::: Extract

Feeding our Pigs for health, happiness, progeny and future flavor!

When you think of what pigs eat, most people envision long troughs full of slop. From my early childhood memories of one of my favorite books, “Charlotte’s Web” by E.B. White, Wilbur was fed buckets of slop (often depicted pictorially in a rather gross manner) and his pen attracted a rat named Templeton, who also sorted through the slop. I never imagined that pigs ate grass, or hay. Most of the time we see pigs in muddy pens, being fed in a trough, after all. Or we see them in confinement farms, indoors in artificial environments.

The truth is that pigs love to graze pasture and eat the leaves off low-hanging tree branches. They eat various types of hay, and just about any type of fresh produce. After a good soaking rain, they’ll root for grubs and bugs, or eat the starchy roots of various plants. In a forest environment, they do the same- constantly seeking out nuts and insects.

At Corva Bella, our goal is to have happy, healthy and eventually, delicious pigs. We feed a widely varied diet to achieve all of these goals. We are set up for rotational grazing in both open pasture, silvopasture, and wooded pastures. Our gardens produce a variety of fresh vegetables and greens all year round, and we grow trays of barley fodder in the greenhouse when temperatures are cold, and outdoors when temperatures are stable. The pigs also love eggs, moderate amounts of yogurt and outdated milk, and whey.

Last Fall into Winter, the pigs enjoyed large amounts of apples, melons, pumpkins and sweet potatoes, along with box after box of acorns, beech and hickory nuts we gathered on our property and from neighbors. We also ferment a 14% and 16% locally milled grower feed with added milk to create a mash with increased nutrition and healthy probiotics- this is the bulk of their diet.

The Kunekune and Meishan pigs are unique heritage breeds in that they evolved very close to people. The Kunekune pigs with the Maori tribes of New Zealand, and the Meishan pigs in close quarters with the Chinese of the Taihu Lakes region of China. Pigs are excellent foragers and are very adaptable to their environment. Part of our goal as a permaculture-based sustainable small farm is to create an environment in which everything we plant and grow has a purpose towards sustaining our animals, our selves, and our emerging market farm/CSA offerings.

::::::
::: Provided records

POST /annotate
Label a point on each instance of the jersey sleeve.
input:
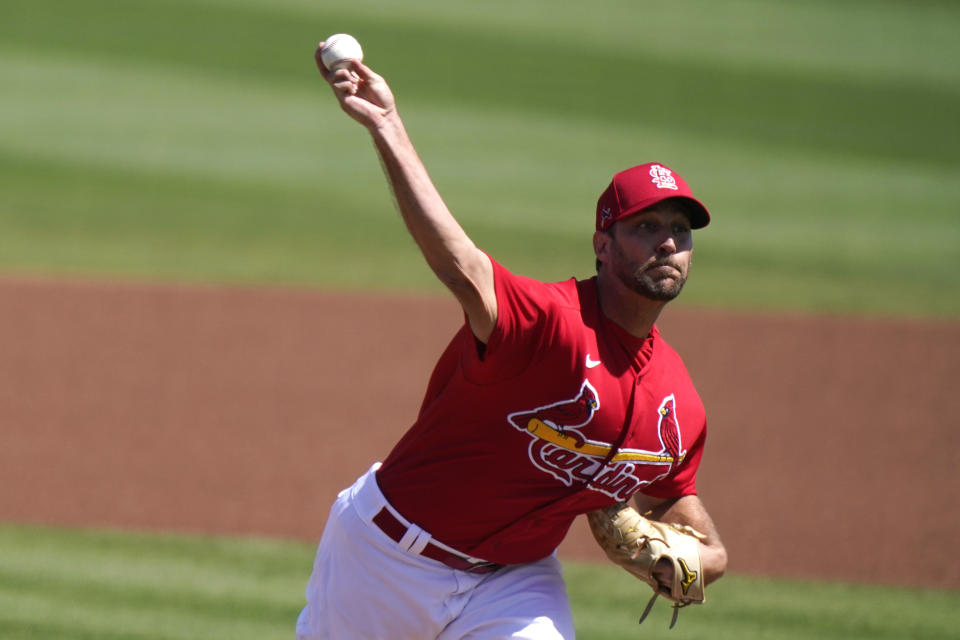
(683, 480)
(526, 318)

::::::

--- What is required ---
Duplicate the passage of the pig-feeding text starting at "Feeding our Pigs" and ending at "in artificial environments.".

--- Finished task ---
Feeding our Pigs for health, happiness, progeny and future flavor!

When you think of what pigs eat, most people envision long troughs full of slop. From my early childhood memories of one of my favorite books, “Charlotte’s Web” by E.B. White, Wilbur was fed buckets of slop (often depicted pictorially in a rather gross manner) and his pen attracted a rat named Templeton, who also sorted through the slop. I never imagined that pigs ate grass, or hay. Most of the time we see pigs in muddy pens, being fed in a trough, after all. Or we see them in confinement farms, indoors in artificial environments.